» **To do**
Please check each statement against the post about margin and answer yes or no, quoting the words from the post that decide it: (a) Tango was born in 1994. (b) Jill had trained racehorses. (c) The writer fully accepts the premise of the book the small group is studying.

» **Source text**

****************

Margin and Metaphors

My husband's leukemia has done one positive thing in our lives- it has created some margin.

Margin- a term I had heard before and aspired to, but never seemed to be able to achieve.

Margin- defined loosely as some space

So much has changed in our lives- so much has shifted. I'm trying to be very careful about how much I let back into those spaces. With a little space in our lives we are finding that we have some time for some of those things that never seemed to happen before- like running to the county library together this morning and researching the history of this old house. Like going out to dinner with our son before homecoming. Who would think they would want a couple of Parents tagging along- but they do, and we are.

Margin- time to appreciate each other a little more.

We are in a small group that is currently studying the book "One Month to LIve" I'm not sure I'm buying the premise- I don't see that many people who are told they have one month to live and begin experiencing a wonderous sense of freedom- but the concept is good. What would you do if you were told you had one month to live?

We are challenged in this study to find a metaphor for our lives.

I've been pondering this and one memory keeps surfacing

In 1994 my appalosa mare (Princess) gave birth to a beautiful filly, who we named Tango. That was all well and good- except that I had absolutely no idea how to train the young lady.

Three years later, Jill unexpectedly entered my life. Jill had trained dressage horses and graciously agreed to give Tango and I some much needed help.

Jill visited us weekly- and we improved slowly- from my being able to get onto Tango's back to circling and figure 8s. Tango learned alot- but I learned more- how to sit lightly, to communicate with my legs, how to be one with the horse.

****************

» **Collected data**

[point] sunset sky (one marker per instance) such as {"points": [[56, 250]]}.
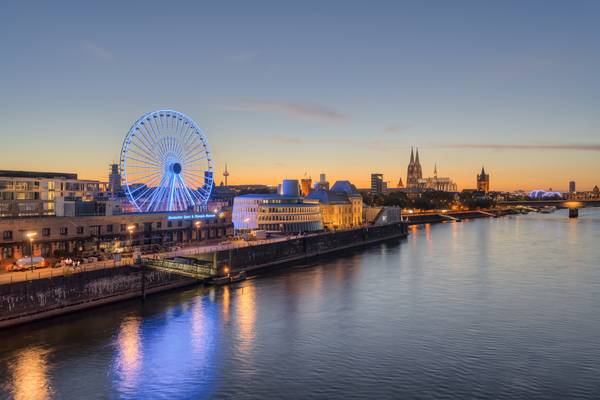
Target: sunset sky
{"points": [[287, 88]]}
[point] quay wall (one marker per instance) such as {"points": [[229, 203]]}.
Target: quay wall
{"points": [[29, 301], [304, 247], [434, 218]]}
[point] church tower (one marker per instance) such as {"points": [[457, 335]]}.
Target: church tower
{"points": [[414, 172], [483, 181]]}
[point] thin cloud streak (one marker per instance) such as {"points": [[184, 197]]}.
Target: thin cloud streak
{"points": [[385, 144], [518, 146], [96, 51], [303, 110]]}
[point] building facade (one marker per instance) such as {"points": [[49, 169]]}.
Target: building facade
{"points": [[376, 183], [305, 186], [93, 235], [414, 172], [275, 212], [483, 181], [27, 194], [341, 207]]}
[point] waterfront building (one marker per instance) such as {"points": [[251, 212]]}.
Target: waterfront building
{"points": [[323, 184], [375, 215], [376, 183], [443, 184], [483, 181], [226, 175], [285, 211], [414, 171], [103, 235], [290, 187], [114, 180], [341, 207], [305, 186], [26, 193]]}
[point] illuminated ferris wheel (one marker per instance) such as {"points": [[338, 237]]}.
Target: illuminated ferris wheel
{"points": [[166, 163]]}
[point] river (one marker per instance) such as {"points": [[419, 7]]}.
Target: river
{"points": [[501, 308]]}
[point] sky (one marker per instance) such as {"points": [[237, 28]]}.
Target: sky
{"points": [[288, 89]]}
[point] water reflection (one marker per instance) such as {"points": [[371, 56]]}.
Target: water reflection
{"points": [[245, 316], [129, 356], [29, 375]]}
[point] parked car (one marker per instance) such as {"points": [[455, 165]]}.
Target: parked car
{"points": [[24, 264]]}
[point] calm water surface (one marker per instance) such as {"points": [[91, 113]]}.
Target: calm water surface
{"points": [[506, 308]]}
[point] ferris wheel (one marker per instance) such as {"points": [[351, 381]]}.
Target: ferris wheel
{"points": [[166, 163]]}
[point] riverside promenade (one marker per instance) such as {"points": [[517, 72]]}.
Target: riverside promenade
{"points": [[28, 301]]}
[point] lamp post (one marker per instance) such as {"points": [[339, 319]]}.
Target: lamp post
{"points": [[198, 224], [31, 236], [131, 229]]}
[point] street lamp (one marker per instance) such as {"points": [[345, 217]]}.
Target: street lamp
{"points": [[31, 236], [198, 224]]}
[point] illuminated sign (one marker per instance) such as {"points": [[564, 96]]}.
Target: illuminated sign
{"points": [[190, 216]]}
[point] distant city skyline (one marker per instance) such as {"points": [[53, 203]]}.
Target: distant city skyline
{"points": [[511, 86]]}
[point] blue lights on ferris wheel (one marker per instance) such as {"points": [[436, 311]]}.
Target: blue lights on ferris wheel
{"points": [[166, 163]]}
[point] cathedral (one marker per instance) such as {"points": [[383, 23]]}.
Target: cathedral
{"points": [[416, 183], [415, 173]]}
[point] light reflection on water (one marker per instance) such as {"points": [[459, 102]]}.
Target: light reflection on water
{"points": [[504, 308], [29, 375]]}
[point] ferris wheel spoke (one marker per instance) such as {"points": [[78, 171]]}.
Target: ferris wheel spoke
{"points": [[149, 138], [141, 178], [186, 190], [147, 158], [154, 204], [156, 130], [185, 133], [141, 146], [199, 156], [188, 136], [145, 162], [146, 140]]}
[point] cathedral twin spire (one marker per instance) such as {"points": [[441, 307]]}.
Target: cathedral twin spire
{"points": [[415, 171]]}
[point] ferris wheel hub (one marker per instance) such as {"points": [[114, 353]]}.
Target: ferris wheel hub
{"points": [[176, 168]]}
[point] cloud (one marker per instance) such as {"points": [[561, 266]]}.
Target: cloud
{"points": [[396, 128], [94, 50], [521, 146], [376, 144], [302, 110]]}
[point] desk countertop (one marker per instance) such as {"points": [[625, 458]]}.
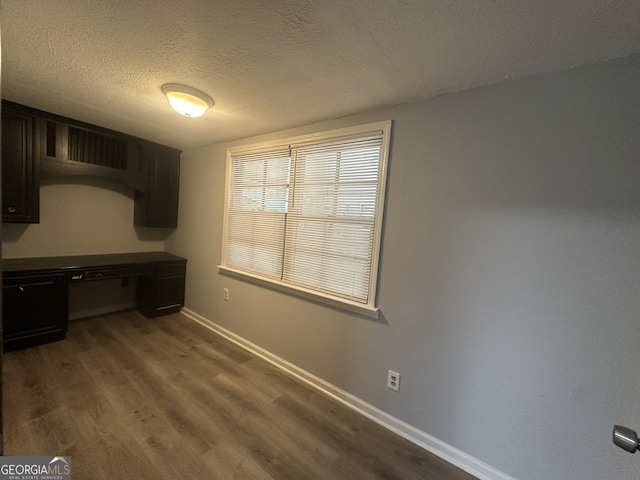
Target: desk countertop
{"points": [[75, 262]]}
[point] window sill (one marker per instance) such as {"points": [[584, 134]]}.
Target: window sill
{"points": [[342, 304]]}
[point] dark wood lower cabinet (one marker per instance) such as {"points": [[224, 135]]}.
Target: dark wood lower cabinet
{"points": [[35, 307], [163, 292]]}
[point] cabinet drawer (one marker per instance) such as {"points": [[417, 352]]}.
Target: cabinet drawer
{"points": [[105, 273], [34, 310]]}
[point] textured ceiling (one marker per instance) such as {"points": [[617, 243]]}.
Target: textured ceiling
{"points": [[270, 65]]}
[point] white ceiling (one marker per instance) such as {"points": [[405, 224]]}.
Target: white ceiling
{"points": [[270, 65]]}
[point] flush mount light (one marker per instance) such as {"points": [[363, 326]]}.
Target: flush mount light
{"points": [[187, 101]]}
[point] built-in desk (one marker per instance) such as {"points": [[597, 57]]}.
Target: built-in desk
{"points": [[35, 307]]}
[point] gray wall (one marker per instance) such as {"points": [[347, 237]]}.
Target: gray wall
{"points": [[510, 273]]}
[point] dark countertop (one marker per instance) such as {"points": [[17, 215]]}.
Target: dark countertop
{"points": [[74, 262]]}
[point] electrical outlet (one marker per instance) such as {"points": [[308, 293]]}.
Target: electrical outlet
{"points": [[393, 380]]}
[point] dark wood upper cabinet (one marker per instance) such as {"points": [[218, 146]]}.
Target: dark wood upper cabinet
{"points": [[20, 181], [38, 144], [158, 206]]}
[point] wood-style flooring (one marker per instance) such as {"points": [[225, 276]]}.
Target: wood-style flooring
{"points": [[133, 398]]}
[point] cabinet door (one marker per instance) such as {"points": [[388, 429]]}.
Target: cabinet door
{"points": [[34, 310], [20, 185], [158, 207]]}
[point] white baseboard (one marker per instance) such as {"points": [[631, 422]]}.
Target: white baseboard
{"points": [[443, 450]]}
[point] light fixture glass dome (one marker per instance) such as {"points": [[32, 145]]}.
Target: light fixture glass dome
{"points": [[187, 101]]}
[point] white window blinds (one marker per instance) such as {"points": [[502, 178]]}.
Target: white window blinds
{"points": [[308, 214]]}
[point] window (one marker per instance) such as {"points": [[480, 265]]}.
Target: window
{"points": [[305, 214]]}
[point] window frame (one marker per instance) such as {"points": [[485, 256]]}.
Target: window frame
{"points": [[370, 308]]}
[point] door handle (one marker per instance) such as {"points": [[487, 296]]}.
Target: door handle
{"points": [[626, 438]]}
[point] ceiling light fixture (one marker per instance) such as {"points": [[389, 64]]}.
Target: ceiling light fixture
{"points": [[187, 101]]}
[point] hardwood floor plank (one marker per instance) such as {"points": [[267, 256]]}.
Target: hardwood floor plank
{"points": [[130, 397]]}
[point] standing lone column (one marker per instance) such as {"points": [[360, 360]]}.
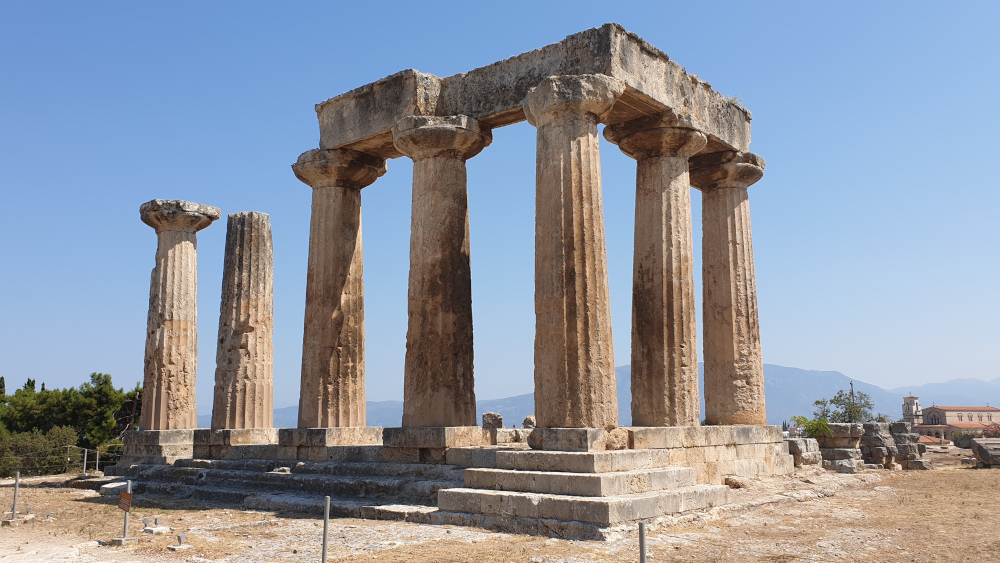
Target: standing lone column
{"points": [[244, 365], [171, 364], [333, 342], [664, 325], [574, 356], [734, 369], [438, 387]]}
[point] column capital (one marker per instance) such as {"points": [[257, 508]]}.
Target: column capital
{"points": [[665, 134], [589, 94], [725, 169], [343, 168], [455, 136], [177, 215]]}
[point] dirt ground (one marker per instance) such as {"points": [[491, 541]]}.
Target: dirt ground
{"points": [[949, 514]]}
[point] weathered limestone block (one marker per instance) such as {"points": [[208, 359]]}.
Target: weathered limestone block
{"points": [[987, 451], [171, 362], [438, 379], [734, 369], [574, 356], [493, 94], [244, 366], [664, 326], [492, 420], [333, 356]]}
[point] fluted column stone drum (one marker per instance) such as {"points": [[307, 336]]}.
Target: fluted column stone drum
{"points": [[332, 392], [664, 327], [171, 362], [438, 388], [734, 368], [244, 366], [574, 356]]}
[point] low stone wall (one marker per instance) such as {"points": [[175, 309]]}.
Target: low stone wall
{"points": [[805, 451], [717, 452], [892, 446], [840, 451]]}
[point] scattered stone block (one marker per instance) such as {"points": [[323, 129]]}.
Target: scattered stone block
{"points": [[987, 451], [492, 420]]}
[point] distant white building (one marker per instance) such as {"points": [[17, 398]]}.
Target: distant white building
{"points": [[945, 421]]}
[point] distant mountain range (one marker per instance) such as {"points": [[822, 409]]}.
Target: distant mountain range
{"points": [[790, 392]]}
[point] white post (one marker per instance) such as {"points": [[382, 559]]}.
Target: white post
{"points": [[17, 486], [326, 526], [128, 489]]}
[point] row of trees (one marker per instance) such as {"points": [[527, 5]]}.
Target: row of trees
{"points": [[96, 412]]}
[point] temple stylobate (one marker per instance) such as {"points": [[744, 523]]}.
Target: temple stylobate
{"points": [[681, 133]]}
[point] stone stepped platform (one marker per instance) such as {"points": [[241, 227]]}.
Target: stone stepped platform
{"points": [[591, 495], [296, 486]]}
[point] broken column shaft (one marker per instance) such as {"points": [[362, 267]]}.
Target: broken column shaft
{"points": [[244, 369]]}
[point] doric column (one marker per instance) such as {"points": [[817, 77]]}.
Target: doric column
{"points": [[438, 381], [574, 357], [664, 337], [734, 369], [332, 392], [171, 364], [244, 364]]}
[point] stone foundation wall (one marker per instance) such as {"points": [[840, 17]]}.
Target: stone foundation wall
{"points": [[717, 452]]}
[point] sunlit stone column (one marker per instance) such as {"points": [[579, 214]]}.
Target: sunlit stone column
{"points": [[734, 369], [171, 364], [438, 380], [574, 357], [664, 337], [244, 365], [332, 392]]}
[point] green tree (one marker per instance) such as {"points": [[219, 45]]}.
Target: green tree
{"points": [[846, 406]]}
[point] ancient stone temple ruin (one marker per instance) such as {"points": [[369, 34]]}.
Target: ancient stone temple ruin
{"points": [[579, 474]]}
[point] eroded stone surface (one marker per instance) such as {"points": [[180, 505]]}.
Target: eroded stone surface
{"points": [[664, 327], [244, 370], [438, 377], [333, 358], [171, 362], [734, 368], [574, 356]]}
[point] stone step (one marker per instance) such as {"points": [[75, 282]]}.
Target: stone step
{"points": [[403, 487], [604, 511], [424, 470], [580, 484], [566, 462]]}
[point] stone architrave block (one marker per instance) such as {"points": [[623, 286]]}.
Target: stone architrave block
{"points": [[492, 420], [987, 451], [568, 439], [900, 428]]}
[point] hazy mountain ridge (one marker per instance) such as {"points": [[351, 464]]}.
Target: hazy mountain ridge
{"points": [[790, 392]]}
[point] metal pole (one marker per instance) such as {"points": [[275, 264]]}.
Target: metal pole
{"points": [[128, 489], [326, 526], [17, 485], [642, 542]]}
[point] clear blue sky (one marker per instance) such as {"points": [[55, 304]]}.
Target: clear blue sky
{"points": [[875, 225]]}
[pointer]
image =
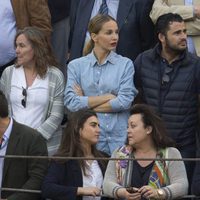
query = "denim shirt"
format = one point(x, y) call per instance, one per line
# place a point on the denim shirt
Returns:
point(114, 76)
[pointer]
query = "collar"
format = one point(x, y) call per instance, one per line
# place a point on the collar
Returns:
point(110, 58)
point(7, 133)
point(158, 49)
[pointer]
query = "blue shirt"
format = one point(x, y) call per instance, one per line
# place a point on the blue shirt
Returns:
point(114, 76)
point(3, 148)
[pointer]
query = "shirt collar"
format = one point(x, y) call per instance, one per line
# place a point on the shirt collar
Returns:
point(159, 49)
point(110, 58)
point(7, 133)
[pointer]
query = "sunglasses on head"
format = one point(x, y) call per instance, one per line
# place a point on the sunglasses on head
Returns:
point(24, 93)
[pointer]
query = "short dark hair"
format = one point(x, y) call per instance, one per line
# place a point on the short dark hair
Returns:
point(163, 22)
point(150, 118)
point(3, 105)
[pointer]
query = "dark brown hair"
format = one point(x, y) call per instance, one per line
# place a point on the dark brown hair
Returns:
point(43, 53)
point(71, 144)
point(94, 26)
point(3, 105)
point(150, 118)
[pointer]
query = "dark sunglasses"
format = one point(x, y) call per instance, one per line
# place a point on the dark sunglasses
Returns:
point(165, 77)
point(24, 93)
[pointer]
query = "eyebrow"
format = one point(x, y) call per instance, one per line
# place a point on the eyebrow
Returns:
point(96, 123)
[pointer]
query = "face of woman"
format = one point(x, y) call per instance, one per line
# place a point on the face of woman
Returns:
point(24, 51)
point(137, 133)
point(90, 132)
point(107, 37)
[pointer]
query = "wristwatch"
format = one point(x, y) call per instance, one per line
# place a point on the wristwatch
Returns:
point(161, 193)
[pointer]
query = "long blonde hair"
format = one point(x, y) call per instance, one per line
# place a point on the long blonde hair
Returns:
point(94, 26)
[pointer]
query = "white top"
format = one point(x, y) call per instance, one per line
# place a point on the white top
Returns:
point(37, 98)
point(94, 179)
point(3, 148)
point(7, 32)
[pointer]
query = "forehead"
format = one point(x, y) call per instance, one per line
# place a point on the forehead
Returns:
point(92, 119)
point(135, 118)
point(176, 26)
point(109, 25)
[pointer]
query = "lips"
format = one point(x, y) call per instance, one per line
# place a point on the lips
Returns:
point(114, 44)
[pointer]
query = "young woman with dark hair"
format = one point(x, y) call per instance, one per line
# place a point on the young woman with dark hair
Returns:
point(146, 179)
point(77, 179)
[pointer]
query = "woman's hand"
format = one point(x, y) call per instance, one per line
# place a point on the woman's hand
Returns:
point(89, 191)
point(123, 193)
point(149, 192)
point(78, 90)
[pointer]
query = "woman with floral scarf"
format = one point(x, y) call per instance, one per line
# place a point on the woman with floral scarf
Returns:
point(146, 169)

****************

» **Result**
(a) Yes: "In 1994 my appalosa mare (Princess) gave birth to a beautiful filly, who we named Tango."
(b) No: "Jill had trained dressage horses"
(c) No: "I'm not sure I'm buying the premise"